• **Trabalho pedido**:
**1.** Responda com base no texto sobre o pai torcedor do Flamengo:
(a) Com qual time campeão começou a paixão do pai pelo Flamengo?
(b) Quem marcou o gol do tri no último minuto?
(c) Segundo os vascaínos, por que esse gol fora ilegal?
**2.** Retome o texto sobre o pai torcedor do Flamengo e continue-o a partir da última frase.

• **Texto fornecido**:
# # # # # # #

Friday, November 27, 2009

CRATO - Histórias e Estórias do Crato de Antigamente - Por: Ivens Mourão


NE - A Eterna Rivalidade Flamengo e Vasco no Crato do Século XX


UMA VEZ FLAMENGO, FLAMENGO ATÉ MORRER.

Meu pai foi um torcedor símbolo do rubro-negro carioca. Seguiu, literalmente, o lema: “Uma Vez Flamengo, Flamengo Até Morrer”. Foi uma paixão iniciada com o time campeão de 1939, onde brilhavam Leônidas da Silva, Domingos da Guia e já se iniciava o genial Zizinho. A paixão sedimentou-se com o tri campeonato de 1942/1943/1944. Até o final da vida lembrava-se do time tri-campeão em cima do Vasco: Jurandir, Newton e Quirino; Biguá, Bria e Jaime; Valido, Zizinho, Pirilo, Tião e Vevé. Não cansava de repetir os detalhes do gol do Valido, o do tri, no último minuto. Deliciava-se com o “choro” dos vascaínos, dizendo que o gol fora ilegal, pois o Valido se apoiara nas costas de um defensor do Vasco. Ele completava: “E ainda foi de mão”. Para ele deve ter sido o gol do século.

# # # # # # #

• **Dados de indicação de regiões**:
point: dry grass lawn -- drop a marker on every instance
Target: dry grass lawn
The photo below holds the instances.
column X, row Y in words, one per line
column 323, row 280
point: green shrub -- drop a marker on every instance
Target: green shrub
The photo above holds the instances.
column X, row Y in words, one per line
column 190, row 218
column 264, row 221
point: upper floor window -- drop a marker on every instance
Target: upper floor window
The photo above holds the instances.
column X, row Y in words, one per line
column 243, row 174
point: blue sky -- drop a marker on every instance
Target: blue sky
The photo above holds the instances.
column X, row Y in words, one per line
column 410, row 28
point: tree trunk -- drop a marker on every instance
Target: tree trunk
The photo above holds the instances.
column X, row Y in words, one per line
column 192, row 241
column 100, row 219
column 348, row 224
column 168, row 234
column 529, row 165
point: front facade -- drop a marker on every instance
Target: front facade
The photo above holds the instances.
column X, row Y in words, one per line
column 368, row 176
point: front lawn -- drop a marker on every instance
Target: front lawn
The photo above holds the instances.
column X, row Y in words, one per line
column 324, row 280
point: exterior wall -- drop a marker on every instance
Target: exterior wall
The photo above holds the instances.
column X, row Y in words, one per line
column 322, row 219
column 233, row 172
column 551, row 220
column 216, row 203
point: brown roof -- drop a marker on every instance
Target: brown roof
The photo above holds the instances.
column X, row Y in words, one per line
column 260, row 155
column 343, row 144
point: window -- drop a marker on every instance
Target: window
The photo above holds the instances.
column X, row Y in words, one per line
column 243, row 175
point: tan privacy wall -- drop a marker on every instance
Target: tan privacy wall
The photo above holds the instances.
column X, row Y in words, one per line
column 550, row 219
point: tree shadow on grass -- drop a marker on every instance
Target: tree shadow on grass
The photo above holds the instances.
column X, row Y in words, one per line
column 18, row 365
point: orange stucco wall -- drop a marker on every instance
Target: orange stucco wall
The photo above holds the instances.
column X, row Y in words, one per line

# # # # # # #

• **Respostas dadas**:
**1.**
(a) Com o time campeão de 1939.
(b) Valido.
(c) Porque o Valido se apoiara nas costas de um defensor do Vasco.

**2.**
No Crato, onde residiu de 1937 a 1955, era o torcedor mais famoso. Ainda hoje, os da sua época associam o nome Mourãozinho com o hábito de “assistir” aos jogos sentado numa cadeira de balanço de tucum, de frente para um rádio holandês e com uma quartinha cheia d’água ao lado, com um copo de alumínio tampando a quartinha. Os seguidos copos d’água acalmavam o seu nervosismo nas transmissões do outro fanático, Ary Barroso. Quando faltava energia ligava para “Seu Zé” (José Pereira, empregado do Armazém onde trabalhava) para ir falar com o “Pedro da Luz” para saber qual era o problema. Quando o “Seu Zé” dizia:

- “Mourãozinho o problema é no gerador e vai demorar”

Corria para improvisar uma bateria de carro, para ouvir o jogo do Flamengo.
Para ele todo juiz prejudicava o Flamengo. Nunca perguntava o nome do juiz e sim:

- “Quem é o ladrão?”.

A morte do grande presidente Gilberto Cardoso abalou-o, como se tivesse perdido um irmão querido. Uma derrota do Flamengo o deixava de muito mau humor.
Esta paixão rubro-negra transmitiu para os cinco filhos e daí para os netos e bisnetos. Sem dúvidas, será uma tradição que se perpetuará.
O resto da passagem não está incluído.